Exercise aim
Copy every one of the items below line for line, without changing anything.

start Supplied information

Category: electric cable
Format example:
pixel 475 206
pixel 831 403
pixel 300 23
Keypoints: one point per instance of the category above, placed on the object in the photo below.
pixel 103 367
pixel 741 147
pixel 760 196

end Supplied information

Output for this exercise
Category: electric cable
Format example:
pixel 475 206
pixel 831 403
pixel 300 23
Keypoints: one point per instance of the category above, placed on the object in the photo below.
pixel 103 367
pixel 741 147
pixel 760 196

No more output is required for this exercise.